• _WHAT IS EXPECTED_: Reproduce the data verbatim, from the start of the data through the line containing "point(250, 436)", inclusive.

** begin RECORDS SUPPLIED **

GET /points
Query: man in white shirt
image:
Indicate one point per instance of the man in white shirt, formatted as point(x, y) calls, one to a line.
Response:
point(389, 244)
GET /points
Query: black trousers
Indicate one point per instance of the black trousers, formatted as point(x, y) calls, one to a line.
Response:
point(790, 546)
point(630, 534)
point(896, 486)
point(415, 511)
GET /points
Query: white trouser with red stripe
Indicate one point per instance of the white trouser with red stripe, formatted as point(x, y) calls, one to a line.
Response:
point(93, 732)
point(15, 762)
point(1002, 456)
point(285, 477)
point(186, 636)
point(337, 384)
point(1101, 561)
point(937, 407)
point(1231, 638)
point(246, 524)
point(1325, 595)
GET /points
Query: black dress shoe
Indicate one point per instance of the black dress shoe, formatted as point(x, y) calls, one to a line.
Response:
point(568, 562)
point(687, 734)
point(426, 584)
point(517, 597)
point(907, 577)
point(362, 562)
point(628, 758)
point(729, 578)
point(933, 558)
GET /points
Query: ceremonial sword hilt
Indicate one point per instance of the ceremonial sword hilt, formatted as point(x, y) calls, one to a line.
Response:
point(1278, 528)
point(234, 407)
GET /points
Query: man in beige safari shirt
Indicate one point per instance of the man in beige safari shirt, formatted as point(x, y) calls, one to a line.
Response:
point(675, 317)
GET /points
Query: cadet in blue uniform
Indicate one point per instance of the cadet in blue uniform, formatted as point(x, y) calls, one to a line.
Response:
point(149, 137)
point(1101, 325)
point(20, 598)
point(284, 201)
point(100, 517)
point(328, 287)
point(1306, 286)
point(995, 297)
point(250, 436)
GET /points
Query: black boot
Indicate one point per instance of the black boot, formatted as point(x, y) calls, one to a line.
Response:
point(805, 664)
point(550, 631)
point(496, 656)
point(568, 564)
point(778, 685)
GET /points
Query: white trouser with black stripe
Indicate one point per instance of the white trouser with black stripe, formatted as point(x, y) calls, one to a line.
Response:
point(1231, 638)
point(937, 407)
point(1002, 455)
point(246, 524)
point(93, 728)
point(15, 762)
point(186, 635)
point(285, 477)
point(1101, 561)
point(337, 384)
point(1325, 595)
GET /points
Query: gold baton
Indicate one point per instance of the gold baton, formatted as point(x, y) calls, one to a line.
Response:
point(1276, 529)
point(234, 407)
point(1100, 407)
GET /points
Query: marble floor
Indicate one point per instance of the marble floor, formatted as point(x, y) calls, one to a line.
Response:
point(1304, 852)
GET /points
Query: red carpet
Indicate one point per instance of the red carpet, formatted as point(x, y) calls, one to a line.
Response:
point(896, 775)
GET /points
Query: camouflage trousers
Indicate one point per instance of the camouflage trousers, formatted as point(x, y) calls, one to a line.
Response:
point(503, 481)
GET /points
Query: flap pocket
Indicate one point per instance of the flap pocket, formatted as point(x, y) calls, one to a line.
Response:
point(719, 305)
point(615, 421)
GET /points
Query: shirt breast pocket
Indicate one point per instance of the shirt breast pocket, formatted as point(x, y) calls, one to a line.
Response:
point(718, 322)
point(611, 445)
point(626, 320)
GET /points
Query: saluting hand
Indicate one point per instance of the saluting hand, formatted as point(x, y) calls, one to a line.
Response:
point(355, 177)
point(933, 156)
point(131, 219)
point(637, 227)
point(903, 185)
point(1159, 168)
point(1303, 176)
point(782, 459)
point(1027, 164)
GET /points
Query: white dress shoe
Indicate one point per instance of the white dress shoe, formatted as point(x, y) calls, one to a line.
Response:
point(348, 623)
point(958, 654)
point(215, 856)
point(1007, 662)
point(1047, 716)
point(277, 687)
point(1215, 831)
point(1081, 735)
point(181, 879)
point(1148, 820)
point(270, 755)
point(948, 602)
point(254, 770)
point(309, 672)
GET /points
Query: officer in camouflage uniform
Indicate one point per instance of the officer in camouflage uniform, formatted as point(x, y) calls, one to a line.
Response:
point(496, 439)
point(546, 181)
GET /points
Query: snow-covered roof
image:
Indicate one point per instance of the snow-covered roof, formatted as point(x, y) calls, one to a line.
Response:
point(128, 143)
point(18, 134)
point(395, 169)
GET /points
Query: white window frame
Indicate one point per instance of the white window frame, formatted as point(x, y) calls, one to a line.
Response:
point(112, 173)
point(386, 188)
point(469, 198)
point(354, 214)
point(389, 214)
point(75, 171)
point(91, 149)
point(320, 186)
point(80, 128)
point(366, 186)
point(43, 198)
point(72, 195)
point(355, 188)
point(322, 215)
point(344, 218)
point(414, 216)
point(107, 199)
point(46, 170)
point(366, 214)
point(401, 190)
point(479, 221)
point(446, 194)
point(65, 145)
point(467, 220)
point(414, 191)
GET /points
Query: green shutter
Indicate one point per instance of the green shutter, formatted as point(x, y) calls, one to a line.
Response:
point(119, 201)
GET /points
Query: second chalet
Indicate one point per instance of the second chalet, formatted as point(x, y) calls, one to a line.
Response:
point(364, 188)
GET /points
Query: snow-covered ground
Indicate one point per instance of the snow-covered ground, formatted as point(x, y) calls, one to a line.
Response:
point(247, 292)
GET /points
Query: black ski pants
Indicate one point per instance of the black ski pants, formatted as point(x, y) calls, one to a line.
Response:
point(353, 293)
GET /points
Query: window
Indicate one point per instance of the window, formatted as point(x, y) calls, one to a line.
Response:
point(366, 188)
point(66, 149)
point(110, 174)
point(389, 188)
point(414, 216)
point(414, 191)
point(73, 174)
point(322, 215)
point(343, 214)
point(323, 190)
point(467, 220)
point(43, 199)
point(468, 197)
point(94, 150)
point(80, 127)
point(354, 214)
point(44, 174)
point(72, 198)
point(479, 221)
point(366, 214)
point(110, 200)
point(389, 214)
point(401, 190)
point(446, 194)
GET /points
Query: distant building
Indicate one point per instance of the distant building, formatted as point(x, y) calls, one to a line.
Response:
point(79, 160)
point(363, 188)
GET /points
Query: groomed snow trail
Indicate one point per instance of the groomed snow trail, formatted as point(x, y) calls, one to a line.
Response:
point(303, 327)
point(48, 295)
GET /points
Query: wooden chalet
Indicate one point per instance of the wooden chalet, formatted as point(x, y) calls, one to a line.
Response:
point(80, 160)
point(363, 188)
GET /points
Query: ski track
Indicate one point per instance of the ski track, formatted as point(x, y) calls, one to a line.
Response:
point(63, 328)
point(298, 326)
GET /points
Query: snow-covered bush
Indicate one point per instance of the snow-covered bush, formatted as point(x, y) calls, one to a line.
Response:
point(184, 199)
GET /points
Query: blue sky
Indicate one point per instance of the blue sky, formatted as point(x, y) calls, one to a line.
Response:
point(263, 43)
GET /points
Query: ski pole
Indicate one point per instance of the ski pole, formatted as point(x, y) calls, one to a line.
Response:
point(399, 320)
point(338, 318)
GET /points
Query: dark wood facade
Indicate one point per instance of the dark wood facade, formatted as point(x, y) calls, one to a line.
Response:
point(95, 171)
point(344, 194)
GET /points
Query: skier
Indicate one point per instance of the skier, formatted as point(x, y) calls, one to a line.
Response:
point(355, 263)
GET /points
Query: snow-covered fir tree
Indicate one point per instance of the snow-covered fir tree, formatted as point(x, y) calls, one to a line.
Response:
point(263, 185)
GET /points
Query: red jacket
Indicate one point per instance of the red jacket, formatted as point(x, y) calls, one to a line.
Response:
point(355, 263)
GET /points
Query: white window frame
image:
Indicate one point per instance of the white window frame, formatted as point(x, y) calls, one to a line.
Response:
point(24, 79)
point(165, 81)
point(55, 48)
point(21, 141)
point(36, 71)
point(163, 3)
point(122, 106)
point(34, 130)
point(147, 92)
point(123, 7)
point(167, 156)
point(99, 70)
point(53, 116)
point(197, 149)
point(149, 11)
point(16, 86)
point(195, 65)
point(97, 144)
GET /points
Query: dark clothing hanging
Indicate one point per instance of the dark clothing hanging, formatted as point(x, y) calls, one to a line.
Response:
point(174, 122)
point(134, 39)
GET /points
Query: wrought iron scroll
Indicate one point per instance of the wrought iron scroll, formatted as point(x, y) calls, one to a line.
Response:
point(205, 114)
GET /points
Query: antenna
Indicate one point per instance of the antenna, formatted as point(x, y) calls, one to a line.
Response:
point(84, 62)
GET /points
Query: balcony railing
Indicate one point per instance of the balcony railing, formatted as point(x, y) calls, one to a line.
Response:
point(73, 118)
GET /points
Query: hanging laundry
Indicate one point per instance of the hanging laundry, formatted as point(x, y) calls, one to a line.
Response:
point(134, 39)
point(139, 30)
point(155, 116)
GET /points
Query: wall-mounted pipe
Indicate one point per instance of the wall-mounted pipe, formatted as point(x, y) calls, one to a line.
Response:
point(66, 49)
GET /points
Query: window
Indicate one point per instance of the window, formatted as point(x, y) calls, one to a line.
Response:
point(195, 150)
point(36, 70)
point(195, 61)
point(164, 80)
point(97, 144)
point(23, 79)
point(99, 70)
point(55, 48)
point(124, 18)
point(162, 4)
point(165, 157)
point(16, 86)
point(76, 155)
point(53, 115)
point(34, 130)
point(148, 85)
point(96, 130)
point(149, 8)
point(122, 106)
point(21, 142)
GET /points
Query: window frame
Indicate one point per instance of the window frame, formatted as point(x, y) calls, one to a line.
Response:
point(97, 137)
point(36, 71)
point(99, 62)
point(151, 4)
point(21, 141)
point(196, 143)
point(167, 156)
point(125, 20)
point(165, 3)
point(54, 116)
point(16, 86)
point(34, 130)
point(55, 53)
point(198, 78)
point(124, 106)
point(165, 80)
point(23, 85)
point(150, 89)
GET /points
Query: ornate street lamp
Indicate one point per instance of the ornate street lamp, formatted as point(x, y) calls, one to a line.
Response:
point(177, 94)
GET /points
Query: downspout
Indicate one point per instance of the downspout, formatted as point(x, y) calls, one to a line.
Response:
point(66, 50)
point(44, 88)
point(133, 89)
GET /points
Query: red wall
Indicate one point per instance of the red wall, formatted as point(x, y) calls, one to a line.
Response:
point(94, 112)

** end RECORDS SUPPLIED **

• _TASK ANSWER_:
GET /points
Query: man in white shirt
image:
Indicate one point per instance of the man in white shirt, formatted as point(x, y) calls, one to a line.
Response:
point(389, 244)
GET /points
Query: black trousers
Indicate one point per instance of the black trousers, formatted as point(x, y) calls, one to a line.
Response:
point(790, 546)
point(630, 534)
point(896, 486)
point(415, 511)
GET /points
Query: white trouser with red stripe
Indicate one point per instance of the white trouser with red stripe, formatted as point(x, y) calls, one to a line.
Response:
point(93, 732)
point(15, 762)
point(1002, 456)
point(285, 477)
point(186, 636)
point(337, 384)
point(1101, 561)
point(937, 407)
point(1231, 638)
point(246, 524)
point(1325, 595)
GET /points
Query: black dress shoe
Indicate one point per instance of the black dress shoe, formatted as point(x, y) calls, one to a line.
Response:
point(568, 562)
point(687, 734)
point(426, 584)
point(517, 597)
point(907, 577)
point(362, 562)
point(628, 758)
point(729, 578)
point(933, 558)
GET /points
Query: ceremonial sword hilt
Indicate one point per instance of the ceremonial sword hilt, formatted as point(x, y) calls, one to a line.
Response:
point(1278, 528)
point(234, 407)
GET /points
Query: man in beige safari shirt
Indicate one point per instance of the man in beige safari shirt, formatted as point(x, y) calls, one to a line.
Response:
point(675, 317)
GET /points
Query: cadet in blue uniform
Indicate one point per instance of the cadet in blue uniform, formatted as point(x, y) calls, one to a line.
Response:
point(149, 137)
point(1101, 325)
point(20, 598)
point(284, 201)
point(100, 517)
point(328, 287)
point(1306, 286)
point(995, 297)
point(250, 436)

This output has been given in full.